--- AVAILABLE RECORDS ---
------------------------------------------------------------

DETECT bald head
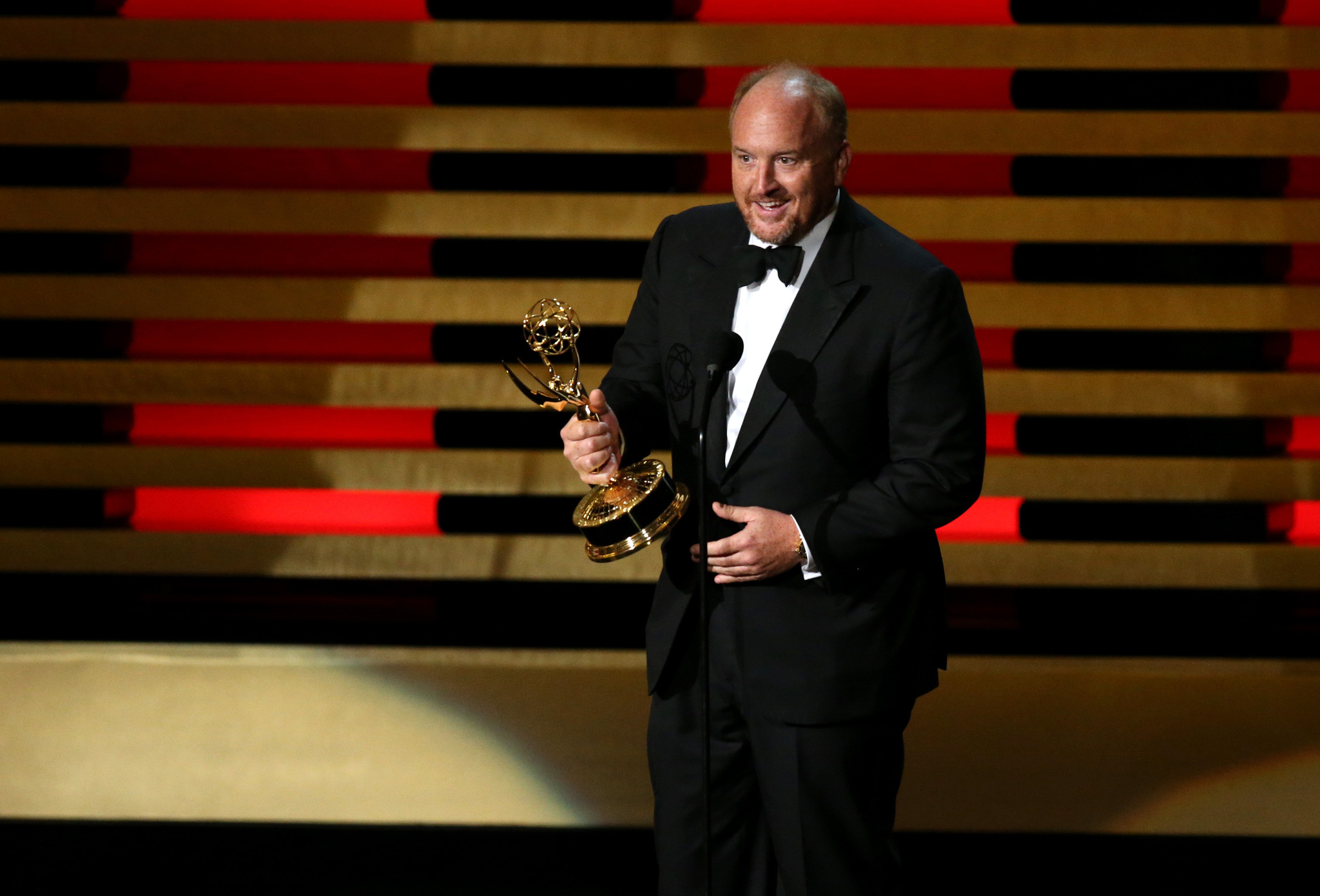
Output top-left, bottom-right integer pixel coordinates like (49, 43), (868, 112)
(728, 63), (853, 246)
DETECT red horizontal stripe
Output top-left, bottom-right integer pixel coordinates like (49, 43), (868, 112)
(1279, 0), (1320, 25)
(697, 0), (1013, 25)
(701, 153), (1013, 195)
(699, 66), (1013, 110)
(119, 0), (431, 21)
(935, 498), (1023, 541)
(1283, 156), (1320, 198)
(128, 404), (436, 449)
(130, 487), (440, 536)
(128, 233), (432, 277)
(986, 414), (1018, 454)
(922, 240), (1015, 281)
(124, 62), (431, 106)
(1288, 417), (1320, 456)
(1287, 330), (1320, 371)
(1286, 243), (1320, 284)
(127, 320), (432, 363)
(124, 146), (431, 190)
(977, 327), (1018, 368)
(1281, 70), (1320, 112)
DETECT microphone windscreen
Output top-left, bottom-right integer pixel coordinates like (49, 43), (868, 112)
(705, 330), (742, 371)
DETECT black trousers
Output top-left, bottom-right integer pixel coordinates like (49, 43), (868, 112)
(647, 589), (915, 896)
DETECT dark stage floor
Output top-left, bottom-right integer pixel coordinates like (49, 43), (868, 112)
(0, 821), (1320, 896)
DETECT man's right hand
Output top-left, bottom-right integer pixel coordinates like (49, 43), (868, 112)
(559, 389), (623, 485)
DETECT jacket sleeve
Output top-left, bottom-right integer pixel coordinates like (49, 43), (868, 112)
(601, 218), (672, 465)
(795, 267), (986, 576)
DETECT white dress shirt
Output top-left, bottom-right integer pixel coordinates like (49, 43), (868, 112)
(724, 202), (838, 579)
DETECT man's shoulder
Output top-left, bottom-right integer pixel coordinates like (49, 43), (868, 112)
(851, 200), (944, 277)
(663, 202), (746, 248)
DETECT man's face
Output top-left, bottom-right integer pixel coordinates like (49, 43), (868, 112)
(733, 78), (853, 246)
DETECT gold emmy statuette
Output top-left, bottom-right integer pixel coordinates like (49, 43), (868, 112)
(504, 298), (688, 563)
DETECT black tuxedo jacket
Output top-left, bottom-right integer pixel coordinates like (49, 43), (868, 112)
(602, 191), (985, 725)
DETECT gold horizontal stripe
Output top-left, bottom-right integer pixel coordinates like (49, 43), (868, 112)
(0, 103), (1320, 156)
(8, 275), (1320, 330)
(0, 275), (637, 325)
(0, 188), (1320, 243)
(0, 529), (1320, 589)
(0, 19), (1320, 68)
(966, 282), (1320, 330)
(985, 371), (1320, 416)
(982, 455), (1320, 502)
(8, 360), (1320, 416)
(0, 529), (660, 582)
(0, 445), (1320, 502)
(941, 541), (1320, 589)
(0, 360), (606, 412)
(0, 445), (660, 495)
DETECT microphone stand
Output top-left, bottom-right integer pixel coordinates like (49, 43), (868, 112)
(697, 364), (723, 896)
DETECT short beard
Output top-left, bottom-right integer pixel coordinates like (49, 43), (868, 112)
(743, 209), (801, 246)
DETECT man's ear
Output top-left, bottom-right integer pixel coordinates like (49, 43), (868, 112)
(834, 140), (853, 186)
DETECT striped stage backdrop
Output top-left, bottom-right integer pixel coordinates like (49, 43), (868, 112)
(0, 0), (1320, 855)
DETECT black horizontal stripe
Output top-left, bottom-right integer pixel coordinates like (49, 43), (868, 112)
(429, 151), (706, 193)
(1013, 330), (1292, 371)
(0, 59), (128, 103)
(1011, 156), (1290, 198)
(946, 587), (1320, 657)
(0, 146), (1309, 198)
(0, 572), (1320, 657)
(1016, 414), (1292, 458)
(0, 572), (654, 649)
(1011, 68), (1288, 112)
(1009, 0), (1286, 25)
(0, 401), (133, 445)
(427, 0), (701, 21)
(431, 237), (647, 278)
(1018, 500), (1285, 543)
(1013, 243), (1292, 284)
(427, 64), (706, 107)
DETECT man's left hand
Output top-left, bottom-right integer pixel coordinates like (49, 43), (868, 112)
(692, 502), (801, 585)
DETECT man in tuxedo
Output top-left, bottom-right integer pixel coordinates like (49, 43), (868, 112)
(562, 63), (985, 896)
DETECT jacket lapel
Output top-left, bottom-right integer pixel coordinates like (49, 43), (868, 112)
(721, 190), (859, 475)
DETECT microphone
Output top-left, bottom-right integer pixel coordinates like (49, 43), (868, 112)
(694, 330), (743, 896)
(703, 330), (742, 376)
(697, 330), (743, 430)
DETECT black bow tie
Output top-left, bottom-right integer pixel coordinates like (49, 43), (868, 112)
(734, 246), (806, 286)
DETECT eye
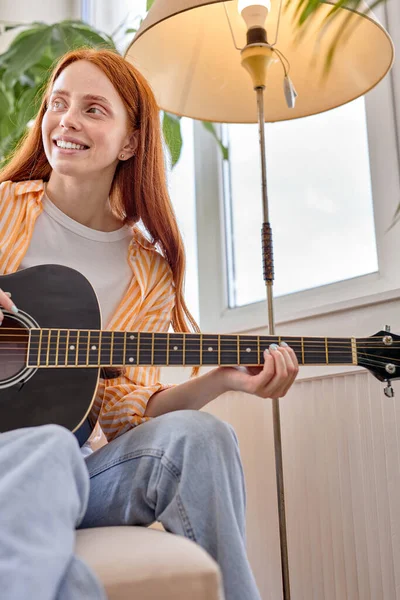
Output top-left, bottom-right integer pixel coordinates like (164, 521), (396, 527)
(49, 100), (64, 110)
(89, 106), (105, 115)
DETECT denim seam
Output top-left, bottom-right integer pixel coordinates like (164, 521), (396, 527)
(176, 494), (197, 542)
(89, 448), (164, 479)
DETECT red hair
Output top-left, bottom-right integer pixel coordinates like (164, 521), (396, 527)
(0, 48), (199, 356)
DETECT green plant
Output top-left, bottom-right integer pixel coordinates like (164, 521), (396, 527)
(0, 15), (227, 167)
(0, 0), (387, 166)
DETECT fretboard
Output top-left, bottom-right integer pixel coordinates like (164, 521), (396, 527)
(27, 329), (357, 368)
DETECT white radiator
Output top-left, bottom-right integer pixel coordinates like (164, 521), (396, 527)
(203, 371), (400, 600)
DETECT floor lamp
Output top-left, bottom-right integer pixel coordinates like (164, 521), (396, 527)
(126, 0), (394, 600)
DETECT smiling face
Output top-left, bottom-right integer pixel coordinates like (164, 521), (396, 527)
(42, 60), (136, 181)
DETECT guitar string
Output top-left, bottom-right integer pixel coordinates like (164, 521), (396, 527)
(0, 328), (400, 351)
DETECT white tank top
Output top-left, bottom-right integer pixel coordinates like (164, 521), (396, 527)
(19, 194), (132, 329)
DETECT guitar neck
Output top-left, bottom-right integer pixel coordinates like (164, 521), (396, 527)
(27, 329), (357, 368)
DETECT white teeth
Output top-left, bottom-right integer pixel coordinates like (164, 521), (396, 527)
(57, 140), (86, 150)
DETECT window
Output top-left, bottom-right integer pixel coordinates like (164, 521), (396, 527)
(195, 3), (400, 335)
(223, 98), (378, 308)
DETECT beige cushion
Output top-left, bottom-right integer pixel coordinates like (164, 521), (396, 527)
(76, 527), (223, 600)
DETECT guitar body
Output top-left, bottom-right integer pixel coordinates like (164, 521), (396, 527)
(0, 265), (400, 445)
(0, 265), (101, 445)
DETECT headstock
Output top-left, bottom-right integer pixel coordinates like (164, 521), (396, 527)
(357, 326), (400, 397)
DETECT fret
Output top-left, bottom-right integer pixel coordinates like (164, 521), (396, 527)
(67, 329), (78, 367)
(169, 333), (183, 365)
(28, 329), (40, 367)
(167, 332), (169, 366)
(303, 337), (325, 365)
(39, 329), (50, 367)
(75, 330), (81, 365)
(202, 333), (218, 365)
(112, 331), (126, 367)
(97, 331), (103, 366)
(328, 338), (353, 365)
(88, 329), (101, 367)
(100, 331), (112, 367)
(139, 331), (152, 365)
(37, 329), (43, 366)
(351, 338), (358, 365)
(153, 333), (168, 365)
(124, 333), (139, 366)
(86, 331), (91, 365)
(240, 336), (259, 365)
(57, 329), (67, 366)
(260, 335), (278, 356)
(185, 333), (201, 366)
(76, 329), (89, 367)
(64, 329), (69, 366)
(55, 329), (61, 366)
(47, 329), (60, 367)
(46, 329), (51, 367)
(110, 331), (115, 366)
(220, 335), (237, 365)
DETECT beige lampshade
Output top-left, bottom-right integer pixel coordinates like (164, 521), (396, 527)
(126, 0), (394, 123)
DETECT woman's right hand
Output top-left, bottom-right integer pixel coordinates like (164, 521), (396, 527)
(0, 289), (18, 325)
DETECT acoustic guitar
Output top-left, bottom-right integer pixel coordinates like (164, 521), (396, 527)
(0, 265), (400, 445)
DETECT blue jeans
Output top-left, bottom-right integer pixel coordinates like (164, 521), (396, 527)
(0, 410), (260, 600)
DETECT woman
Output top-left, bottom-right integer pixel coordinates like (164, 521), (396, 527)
(0, 49), (298, 600)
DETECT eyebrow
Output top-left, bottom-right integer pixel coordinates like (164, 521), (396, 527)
(50, 90), (112, 108)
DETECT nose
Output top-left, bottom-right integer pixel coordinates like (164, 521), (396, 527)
(60, 106), (81, 130)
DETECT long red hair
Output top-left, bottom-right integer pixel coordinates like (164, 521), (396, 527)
(0, 48), (199, 352)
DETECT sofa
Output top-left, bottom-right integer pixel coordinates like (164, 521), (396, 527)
(76, 524), (224, 600)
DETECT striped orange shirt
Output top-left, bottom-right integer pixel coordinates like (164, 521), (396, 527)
(0, 180), (175, 441)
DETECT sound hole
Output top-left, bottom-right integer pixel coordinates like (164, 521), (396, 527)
(0, 315), (29, 381)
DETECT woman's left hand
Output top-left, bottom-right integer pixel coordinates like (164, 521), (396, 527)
(218, 343), (299, 398)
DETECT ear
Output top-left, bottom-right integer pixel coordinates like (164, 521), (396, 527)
(120, 129), (140, 160)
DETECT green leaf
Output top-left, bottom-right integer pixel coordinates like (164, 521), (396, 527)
(0, 27), (51, 81)
(202, 121), (229, 160)
(162, 112), (182, 168)
(0, 86), (11, 115)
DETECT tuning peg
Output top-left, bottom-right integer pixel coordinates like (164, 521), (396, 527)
(383, 381), (394, 398)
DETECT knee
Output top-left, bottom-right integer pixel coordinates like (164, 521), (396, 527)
(162, 410), (237, 452)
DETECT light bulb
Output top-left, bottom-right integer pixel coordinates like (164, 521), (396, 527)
(238, 0), (271, 29)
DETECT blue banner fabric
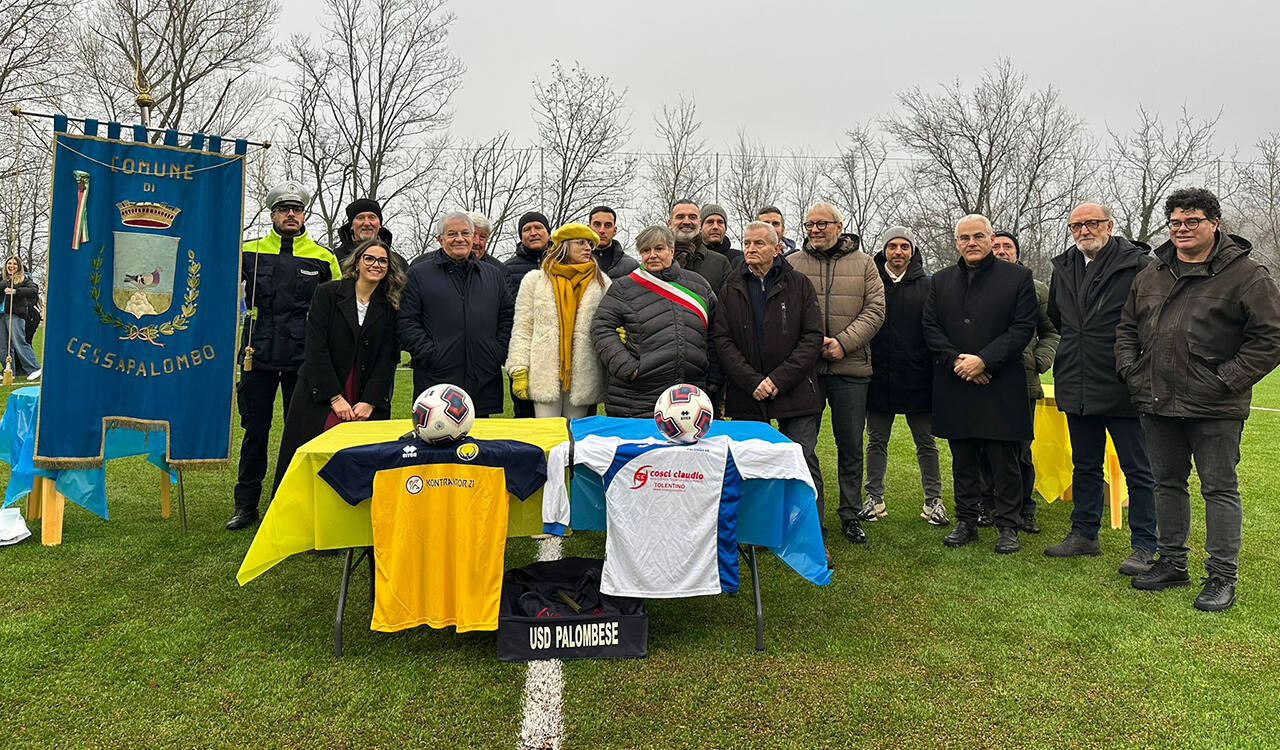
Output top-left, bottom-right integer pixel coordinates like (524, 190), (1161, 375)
(35, 133), (244, 468)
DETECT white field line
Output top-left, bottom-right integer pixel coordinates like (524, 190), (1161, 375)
(517, 536), (564, 750)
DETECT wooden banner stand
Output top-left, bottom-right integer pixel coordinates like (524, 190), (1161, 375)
(27, 460), (187, 547)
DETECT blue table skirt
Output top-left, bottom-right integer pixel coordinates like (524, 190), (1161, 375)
(568, 417), (831, 585)
(0, 385), (177, 520)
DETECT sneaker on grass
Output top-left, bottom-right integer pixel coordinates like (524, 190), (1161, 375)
(920, 498), (951, 526)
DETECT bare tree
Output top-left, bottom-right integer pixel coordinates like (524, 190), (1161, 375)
(284, 0), (463, 242)
(76, 0), (280, 133)
(823, 125), (901, 240)
(883, 60), (1092, 271)
(534, 60), (637, 225)
(448, 132), (536, 248)
(1103, 106), (1222, 242)
(0, 0), (72, 110)
(645, 97), (716, 220)
(727, 129), (782, 227)
(1230, 132), (1280, 271)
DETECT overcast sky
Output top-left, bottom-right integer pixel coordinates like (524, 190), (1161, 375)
(282, 0), (1280, 159)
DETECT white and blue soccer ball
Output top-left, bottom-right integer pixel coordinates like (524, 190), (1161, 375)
(653, 383), (716, 444)
(413, 383), (476, 444)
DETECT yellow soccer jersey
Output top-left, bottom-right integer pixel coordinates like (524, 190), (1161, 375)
(320, 438), (547, 632)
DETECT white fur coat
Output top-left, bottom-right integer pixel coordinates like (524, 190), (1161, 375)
(507, 269), (609, 406)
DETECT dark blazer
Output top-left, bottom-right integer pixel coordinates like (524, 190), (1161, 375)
(867, 250), (933, 415)
(397, 250), (516, 416)
(275, 279), (399, 486)
(924, 255), (1036, 442)
(712, 257), (823, 420)
(1048, 235), (1151, 417)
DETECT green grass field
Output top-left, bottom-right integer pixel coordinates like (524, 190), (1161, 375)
(0, 371), (1280, 749)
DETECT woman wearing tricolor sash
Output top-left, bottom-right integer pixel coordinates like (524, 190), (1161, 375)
(591, 227), (719, 419)
(507, 223), (609, 417)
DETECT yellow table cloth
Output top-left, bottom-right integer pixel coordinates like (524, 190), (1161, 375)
(236, 419), (568, 586)
(1032, 383), (1129, 529)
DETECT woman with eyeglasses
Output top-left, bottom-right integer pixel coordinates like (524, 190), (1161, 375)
(507, 223), (609, 417)
(273, 238), (404, 493)
(0, 256), (40, 380)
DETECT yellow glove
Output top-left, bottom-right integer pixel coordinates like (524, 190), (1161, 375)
(511, 367), (529, 401)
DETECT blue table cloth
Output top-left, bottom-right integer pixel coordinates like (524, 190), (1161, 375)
(0, 385), (177, 520)
(568, 417), (831, 585)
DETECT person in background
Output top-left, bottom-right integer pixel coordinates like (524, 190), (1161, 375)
(787, 202), (884, 544)
(271, 238), (404, 493)
(396, 211), (512, 417)
(1044, 203), (1156, 576)
(591, 225), (719, 419)
(588, 206), (640, 279)
(978, 232), (1061, 534)
(0, 256), (41, 380)
(923, 214), (1036, 554)
(507, 223), (609, 419)
(861, 227), (951, 526)
(227, 182), (342, 531)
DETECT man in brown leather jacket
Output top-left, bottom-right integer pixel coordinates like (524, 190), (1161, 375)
(1115, 188), (1280, 612)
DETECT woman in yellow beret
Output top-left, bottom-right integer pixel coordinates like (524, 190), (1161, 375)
(507, 223), (609, 417)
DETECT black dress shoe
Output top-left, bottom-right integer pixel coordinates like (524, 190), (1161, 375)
(1194, 576), (1235, 612)
(996, 526), (1023, 554)
(1129, 557), (1192, 591)
(942, 521), (978, 547)
(840, 520), (867, 544)
(227, 511), (257, 531)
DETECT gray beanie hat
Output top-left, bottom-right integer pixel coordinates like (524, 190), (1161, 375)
(879, 227), (915, 252)
(698, 203), (728, 223)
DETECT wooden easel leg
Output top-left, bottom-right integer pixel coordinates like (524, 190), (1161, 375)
(35, 476), (67, 547)
(160, 468), (169, 518)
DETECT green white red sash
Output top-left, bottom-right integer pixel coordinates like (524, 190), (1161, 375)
(631, 269), (707, 328)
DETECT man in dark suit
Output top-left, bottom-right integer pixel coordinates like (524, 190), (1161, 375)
(924, 214), (1036, 554)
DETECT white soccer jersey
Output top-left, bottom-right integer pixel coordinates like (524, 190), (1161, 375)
(543, 435), (813, 598)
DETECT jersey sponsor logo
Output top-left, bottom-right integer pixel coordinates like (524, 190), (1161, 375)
(631, 463), (707, 493)
(631, 463), (653, 490)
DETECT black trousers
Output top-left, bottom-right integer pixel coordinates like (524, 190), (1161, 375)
(236, 370), (298, 511)
(948, 439), (1023, 529)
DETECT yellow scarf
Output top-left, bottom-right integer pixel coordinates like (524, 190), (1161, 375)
(548, 260), (595, 392)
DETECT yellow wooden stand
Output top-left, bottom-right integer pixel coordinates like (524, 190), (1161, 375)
(27, 468), (187, 547)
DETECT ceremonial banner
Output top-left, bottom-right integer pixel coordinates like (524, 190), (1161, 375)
(35, 131), (244, 468)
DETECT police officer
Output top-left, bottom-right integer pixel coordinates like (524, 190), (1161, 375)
(227, 182), (340, 531)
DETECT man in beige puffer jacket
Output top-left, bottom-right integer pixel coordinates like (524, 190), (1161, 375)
(787, 203), (884, 544)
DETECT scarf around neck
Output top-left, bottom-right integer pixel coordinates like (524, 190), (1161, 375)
(547, 260), (595, 393)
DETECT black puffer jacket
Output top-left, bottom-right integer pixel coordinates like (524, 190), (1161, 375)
(396, 250), (516, 416)
(506, 242), (547, 299)
(1048, 235), (1151, 417)
(676, 235), (733, 294)
(867, 250), (933, 415)
(591, 239), (640, 279)
(591, 262), (719, 417)
(1115, 232), (1280, 420)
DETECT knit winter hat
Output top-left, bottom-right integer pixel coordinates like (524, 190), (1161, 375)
(347, 198), (383, 221)
(516, 211), (552, 234)
(552, 221), (600, 247)
(698, 203), (728, 224)
(879, 225), (915, 252)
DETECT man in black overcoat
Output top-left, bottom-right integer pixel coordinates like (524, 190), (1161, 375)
(924, 214), (1036, 554)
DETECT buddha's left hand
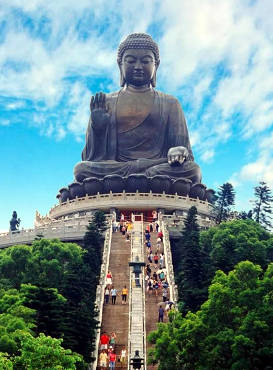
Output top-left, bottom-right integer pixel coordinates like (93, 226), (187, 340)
(168, 146), (189, 165)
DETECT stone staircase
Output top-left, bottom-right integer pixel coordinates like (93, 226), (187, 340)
(144, 224), (163, 370)
(97, 231), (131, 369)
(97, 223), (170, 370)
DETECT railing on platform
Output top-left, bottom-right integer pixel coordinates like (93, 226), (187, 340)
(0, 215), (112, 248)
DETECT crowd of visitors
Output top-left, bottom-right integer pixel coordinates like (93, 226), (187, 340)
(99, 332), (126, 369)
(99, 211), (173, 369)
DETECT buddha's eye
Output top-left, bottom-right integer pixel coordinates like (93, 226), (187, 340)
(126, 58), (135, 64)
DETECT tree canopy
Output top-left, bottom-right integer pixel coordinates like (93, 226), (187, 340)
(0, 212), (106, 369)
(149, 261), (273, 370)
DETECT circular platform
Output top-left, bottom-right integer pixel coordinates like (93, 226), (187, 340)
(49, 192), (212, 219)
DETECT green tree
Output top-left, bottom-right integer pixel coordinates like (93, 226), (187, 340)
(176, 207), (206, 313)
(14, 333), (83, 370)
(200, 219), (273, 277)
(21, 284), (67, 338)
(253, 181), (273, 229)
(214, 182), (235, 224)
(0, 352), (13, 370)
(149, 261), (273, 370)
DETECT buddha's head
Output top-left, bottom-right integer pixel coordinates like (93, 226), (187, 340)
(117, 33), (160, 87)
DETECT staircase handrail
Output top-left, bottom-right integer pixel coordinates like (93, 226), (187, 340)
(91, 220), (113, 370)
(160, 220), (178, 305)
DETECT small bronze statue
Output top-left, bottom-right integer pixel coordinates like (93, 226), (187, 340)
(9, 211), (21, 231)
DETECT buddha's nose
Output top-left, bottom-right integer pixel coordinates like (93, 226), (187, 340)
(135, 60), (142, 70)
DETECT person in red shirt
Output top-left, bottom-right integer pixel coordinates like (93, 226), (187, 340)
(100, 332), (109, 350)
(157, 231), (163, 241)
(109, 352), (117, 369)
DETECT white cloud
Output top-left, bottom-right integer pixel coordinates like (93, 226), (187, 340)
(233, 133), (273, 187)
(0, 0), (273, 155)
(201, 150), (215, 162)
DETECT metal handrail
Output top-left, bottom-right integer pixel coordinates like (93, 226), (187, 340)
(159, 220), (178, 304)
(91, 220), (113, 370)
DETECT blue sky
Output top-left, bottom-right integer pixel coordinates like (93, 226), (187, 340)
(0, 0), (273, 231)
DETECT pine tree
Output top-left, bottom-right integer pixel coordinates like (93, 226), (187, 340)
(177, 207), (206, 313)
(214, 182), (235, 224)
(253, 181), (273, 229)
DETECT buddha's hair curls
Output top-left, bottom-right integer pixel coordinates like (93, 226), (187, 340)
(117, 33), (159, 64)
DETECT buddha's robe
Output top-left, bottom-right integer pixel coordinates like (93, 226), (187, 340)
(74, 91), (201, 183)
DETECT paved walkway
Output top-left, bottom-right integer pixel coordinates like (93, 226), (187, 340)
(98, 231), (131, 369)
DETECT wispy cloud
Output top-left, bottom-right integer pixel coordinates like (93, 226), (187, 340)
(0, 0), (273, 191)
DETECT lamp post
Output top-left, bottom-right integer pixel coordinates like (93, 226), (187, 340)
(129, 256), (146, 287)
(130, 351), (144, 369)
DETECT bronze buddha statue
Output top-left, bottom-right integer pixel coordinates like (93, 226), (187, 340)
(58, 33), (211, 199)
(74, 33), (201, 183)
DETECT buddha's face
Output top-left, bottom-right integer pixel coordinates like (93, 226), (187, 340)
(119, 49), (157, 86)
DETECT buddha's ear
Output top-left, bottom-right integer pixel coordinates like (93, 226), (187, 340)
(118, 63), (126, 87)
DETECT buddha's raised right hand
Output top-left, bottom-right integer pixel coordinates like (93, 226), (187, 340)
(90, 92), (110, 130)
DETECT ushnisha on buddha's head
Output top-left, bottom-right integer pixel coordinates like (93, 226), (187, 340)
(117, 33), (160, 87)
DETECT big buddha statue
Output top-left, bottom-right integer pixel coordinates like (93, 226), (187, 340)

------------------------------------------------------------

--- WHAT THE TASK ASKS ---
Scale the part of the data that opens with the line containing "DETECT yellow wooden stand" and closes with the line containing "(547, 260), (595, 393)", both of those lines included, and give all of its lines again. Leave the requests and their format lines unchanged, and multiply every answer coordinate by 2.3, rounding to whole numbers with halves rounded up.

--- SOLUTION TO THIS PROBLEM ---
DETECT yellow wooden stand
Output top-left, bottom-right integer pixel coordinates like (524, 190), (1161, 375)
(62, 1076), (430, 1258)
DETECT ceremonial banner
Output top-left, bottom-right integer pixel coordinates like (524, 190), (1161, 375)
(81, 301), (561, 1076)
DETECT police officer
Output top-left, bottom-right integer pixel coordinates like (524, 190), (1161, 375)
(522, 419), (782, 1221)
DETECT man in beige puffer jacket
Output top-left, bottom-right integer pixel coordinates like (524, 190), (1161, 375)
(1810, 467), (2033, 1251)
DETECT scarf around neck
Output top-left, bottom-right integer pixel coordinates like (524, 190), (1161, 375)
(1258, 598), (1369, 904)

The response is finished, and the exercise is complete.